Text under study:
BEGIN
The Court concluded that the Plaintiff had not demonstrated a likelihood of success as to any of its claims. Plaintiff’s “trade secrets and confidential information are not sufficiently delineated from what is either publically available . . . or discernable from the Motion Ads . . . . That [Plaintiff] included, without attribution, [certain allegedly copyrighted and trademarked images] in two ads provided to [one Defendant] as deliverables under the License Agreement weakens [Plaintiff’s] copyright and trademark infringement arguments. The court concludes that [Plaintiff] has not shown likelihood of success on the merits.”  Id. at 13.
END
Saved entries:
BEGIN
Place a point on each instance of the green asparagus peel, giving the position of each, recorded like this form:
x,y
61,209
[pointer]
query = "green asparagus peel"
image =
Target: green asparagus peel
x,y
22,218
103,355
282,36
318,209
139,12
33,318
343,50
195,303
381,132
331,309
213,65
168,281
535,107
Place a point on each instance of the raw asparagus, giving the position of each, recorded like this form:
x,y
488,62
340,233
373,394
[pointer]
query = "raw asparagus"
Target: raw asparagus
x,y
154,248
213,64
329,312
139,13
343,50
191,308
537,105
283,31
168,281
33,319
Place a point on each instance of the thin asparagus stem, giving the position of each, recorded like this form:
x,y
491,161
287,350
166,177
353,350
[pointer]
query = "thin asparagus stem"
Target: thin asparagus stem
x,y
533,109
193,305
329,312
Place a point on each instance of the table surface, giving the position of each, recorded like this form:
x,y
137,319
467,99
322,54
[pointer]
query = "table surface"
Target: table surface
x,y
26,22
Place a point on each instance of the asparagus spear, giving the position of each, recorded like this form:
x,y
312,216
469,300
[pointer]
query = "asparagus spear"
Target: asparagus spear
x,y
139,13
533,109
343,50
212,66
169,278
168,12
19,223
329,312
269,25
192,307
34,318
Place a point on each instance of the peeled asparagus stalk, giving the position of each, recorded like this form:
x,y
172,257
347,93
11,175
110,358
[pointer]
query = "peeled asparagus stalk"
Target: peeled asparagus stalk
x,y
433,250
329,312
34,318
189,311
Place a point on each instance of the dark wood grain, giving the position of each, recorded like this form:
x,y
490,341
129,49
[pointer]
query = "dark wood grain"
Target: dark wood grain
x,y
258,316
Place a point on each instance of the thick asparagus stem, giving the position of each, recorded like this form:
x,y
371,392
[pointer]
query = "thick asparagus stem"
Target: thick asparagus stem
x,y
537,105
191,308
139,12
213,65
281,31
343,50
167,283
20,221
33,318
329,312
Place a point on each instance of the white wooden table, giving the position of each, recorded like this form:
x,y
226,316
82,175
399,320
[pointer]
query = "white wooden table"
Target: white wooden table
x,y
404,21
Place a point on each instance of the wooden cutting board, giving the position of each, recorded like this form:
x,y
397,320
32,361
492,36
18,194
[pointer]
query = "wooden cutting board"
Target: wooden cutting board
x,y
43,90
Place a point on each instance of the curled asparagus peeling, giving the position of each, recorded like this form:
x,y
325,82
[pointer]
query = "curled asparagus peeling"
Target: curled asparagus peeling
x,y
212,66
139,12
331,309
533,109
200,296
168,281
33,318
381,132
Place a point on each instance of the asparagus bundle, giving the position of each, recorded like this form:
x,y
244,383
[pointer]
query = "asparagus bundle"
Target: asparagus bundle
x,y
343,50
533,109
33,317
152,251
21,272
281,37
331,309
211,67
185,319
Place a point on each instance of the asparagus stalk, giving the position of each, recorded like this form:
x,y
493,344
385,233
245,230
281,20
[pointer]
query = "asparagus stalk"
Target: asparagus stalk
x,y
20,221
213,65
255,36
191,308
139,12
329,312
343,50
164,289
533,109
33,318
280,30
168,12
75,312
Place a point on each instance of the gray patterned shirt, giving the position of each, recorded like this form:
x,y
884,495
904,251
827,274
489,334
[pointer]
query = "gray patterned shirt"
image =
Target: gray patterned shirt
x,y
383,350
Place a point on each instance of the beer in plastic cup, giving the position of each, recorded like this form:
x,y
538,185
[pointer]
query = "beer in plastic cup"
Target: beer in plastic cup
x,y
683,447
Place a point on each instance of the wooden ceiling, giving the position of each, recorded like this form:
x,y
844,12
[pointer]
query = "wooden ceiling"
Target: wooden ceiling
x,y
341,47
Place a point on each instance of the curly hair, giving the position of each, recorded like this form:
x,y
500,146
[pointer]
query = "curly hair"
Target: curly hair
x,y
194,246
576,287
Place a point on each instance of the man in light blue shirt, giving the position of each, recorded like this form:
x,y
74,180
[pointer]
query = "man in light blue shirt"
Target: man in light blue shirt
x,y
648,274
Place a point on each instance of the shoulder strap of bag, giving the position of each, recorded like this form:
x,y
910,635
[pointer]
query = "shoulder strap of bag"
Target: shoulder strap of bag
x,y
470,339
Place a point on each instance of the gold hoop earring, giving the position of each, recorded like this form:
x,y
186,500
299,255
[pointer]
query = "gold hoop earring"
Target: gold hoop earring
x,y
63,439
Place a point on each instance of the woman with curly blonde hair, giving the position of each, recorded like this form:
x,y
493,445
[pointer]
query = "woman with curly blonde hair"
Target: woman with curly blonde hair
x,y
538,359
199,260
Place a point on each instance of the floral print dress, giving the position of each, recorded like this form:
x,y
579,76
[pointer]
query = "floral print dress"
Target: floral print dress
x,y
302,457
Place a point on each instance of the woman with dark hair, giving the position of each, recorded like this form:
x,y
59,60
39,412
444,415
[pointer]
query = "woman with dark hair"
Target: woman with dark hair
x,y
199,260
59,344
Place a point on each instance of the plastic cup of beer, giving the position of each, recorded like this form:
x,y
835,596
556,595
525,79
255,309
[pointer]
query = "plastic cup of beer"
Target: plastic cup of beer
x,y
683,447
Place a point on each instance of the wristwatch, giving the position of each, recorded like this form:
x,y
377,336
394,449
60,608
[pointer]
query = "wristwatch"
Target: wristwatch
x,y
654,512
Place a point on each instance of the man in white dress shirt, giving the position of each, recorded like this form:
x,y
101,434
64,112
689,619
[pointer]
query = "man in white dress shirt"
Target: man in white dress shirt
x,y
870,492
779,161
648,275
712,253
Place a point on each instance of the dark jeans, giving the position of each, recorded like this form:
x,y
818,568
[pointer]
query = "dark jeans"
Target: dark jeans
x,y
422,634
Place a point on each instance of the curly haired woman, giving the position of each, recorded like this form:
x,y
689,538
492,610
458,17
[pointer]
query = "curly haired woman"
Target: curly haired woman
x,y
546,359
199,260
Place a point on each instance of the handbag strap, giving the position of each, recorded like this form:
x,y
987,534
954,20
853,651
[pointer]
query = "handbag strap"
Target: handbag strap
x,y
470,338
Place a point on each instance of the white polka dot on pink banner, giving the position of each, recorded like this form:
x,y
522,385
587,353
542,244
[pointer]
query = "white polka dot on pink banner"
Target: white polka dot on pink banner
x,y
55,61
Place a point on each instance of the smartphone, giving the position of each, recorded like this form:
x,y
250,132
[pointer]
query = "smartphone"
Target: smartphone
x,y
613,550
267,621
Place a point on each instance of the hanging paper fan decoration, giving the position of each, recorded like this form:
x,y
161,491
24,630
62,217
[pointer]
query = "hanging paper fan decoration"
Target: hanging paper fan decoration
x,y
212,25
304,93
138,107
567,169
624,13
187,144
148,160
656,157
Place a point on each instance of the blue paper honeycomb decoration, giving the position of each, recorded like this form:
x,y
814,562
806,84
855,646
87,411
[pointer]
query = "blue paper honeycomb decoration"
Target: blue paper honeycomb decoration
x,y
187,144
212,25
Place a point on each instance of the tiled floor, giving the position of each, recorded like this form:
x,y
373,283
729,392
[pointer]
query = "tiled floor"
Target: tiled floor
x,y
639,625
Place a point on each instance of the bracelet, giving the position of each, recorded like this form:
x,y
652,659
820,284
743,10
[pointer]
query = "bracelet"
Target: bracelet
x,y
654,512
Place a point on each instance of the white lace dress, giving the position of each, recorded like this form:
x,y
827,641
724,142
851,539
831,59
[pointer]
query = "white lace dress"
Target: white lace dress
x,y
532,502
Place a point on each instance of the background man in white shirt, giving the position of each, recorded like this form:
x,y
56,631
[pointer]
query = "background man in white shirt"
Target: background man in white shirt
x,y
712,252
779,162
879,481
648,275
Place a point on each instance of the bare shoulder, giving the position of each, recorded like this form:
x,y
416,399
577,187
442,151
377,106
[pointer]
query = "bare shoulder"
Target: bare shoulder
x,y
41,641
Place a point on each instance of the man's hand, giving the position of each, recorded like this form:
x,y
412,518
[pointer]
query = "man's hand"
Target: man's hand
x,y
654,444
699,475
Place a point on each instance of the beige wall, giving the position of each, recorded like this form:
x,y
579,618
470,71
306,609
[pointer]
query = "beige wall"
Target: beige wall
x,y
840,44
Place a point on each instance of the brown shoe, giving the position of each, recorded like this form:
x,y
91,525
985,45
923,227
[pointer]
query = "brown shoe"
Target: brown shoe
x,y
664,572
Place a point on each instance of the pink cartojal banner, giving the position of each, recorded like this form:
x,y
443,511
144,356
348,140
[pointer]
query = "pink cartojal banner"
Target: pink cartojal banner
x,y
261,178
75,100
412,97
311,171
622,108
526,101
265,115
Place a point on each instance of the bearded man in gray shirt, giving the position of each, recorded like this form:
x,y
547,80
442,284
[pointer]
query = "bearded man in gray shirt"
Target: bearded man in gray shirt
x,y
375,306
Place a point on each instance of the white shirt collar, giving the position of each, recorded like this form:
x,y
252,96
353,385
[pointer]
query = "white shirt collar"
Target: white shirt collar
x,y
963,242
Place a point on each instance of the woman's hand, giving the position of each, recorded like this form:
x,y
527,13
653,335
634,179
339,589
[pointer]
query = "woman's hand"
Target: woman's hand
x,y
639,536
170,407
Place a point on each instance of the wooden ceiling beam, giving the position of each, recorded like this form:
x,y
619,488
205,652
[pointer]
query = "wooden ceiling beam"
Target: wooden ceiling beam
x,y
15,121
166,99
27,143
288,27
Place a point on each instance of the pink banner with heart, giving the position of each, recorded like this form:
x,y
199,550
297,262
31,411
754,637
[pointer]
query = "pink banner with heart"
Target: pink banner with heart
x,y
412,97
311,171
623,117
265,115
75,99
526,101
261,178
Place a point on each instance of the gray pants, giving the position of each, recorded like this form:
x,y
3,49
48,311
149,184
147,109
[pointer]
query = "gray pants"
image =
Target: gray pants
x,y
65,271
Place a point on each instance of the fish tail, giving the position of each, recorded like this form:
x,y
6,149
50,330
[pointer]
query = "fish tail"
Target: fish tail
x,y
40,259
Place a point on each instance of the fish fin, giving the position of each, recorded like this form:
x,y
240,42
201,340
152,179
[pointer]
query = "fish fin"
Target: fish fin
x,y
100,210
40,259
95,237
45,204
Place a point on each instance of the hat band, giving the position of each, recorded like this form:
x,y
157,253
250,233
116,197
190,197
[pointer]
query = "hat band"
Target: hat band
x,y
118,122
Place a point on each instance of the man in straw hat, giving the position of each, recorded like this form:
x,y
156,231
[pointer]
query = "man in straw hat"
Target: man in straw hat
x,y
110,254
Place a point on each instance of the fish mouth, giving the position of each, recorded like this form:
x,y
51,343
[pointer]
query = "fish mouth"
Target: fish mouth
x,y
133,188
END
Carry the court ruling excerpt forward from its last sentence.

The Court then found that the other eBay factors were largely neutral. As to irreparable harm, while Plaintiff claimed that it was “losing the opportunity to develop its client base,” the Court also observed that “the parties were able to quantify the value of [Plaintiff’s] technology and product” through their license agreement. Id. at 14. Further, the Court could not “delineate on the record at bar what, if any, trade secrets and confidential information [Plaintiff] possesses, which cuts against injunctive relief.” Id. As to balance of hardships, while Plaintiff could lose “significant revenue, a stellar reputation as a technology innovator, and substantial market share,” Defendants “stand to lose substantial contracts and relationships if enjoined. Such a disruption would also cause harm to third parties, which have contracted with [one of the Defendants].” Id. at 15. As to public interest, while the public would have an interest in protecting trade secrets, confidentiality agreements, and copyrighted property, because Plaintiff had not shown a likelihood of success on its causes of action, certain of the information at issue was publicly available, and Plaintiff was “not the only company involved in the making of motion-activated ads, yet it seeks to . . . wholly eliminate one of its competitors,” this factor was also neutral. Id. at 15.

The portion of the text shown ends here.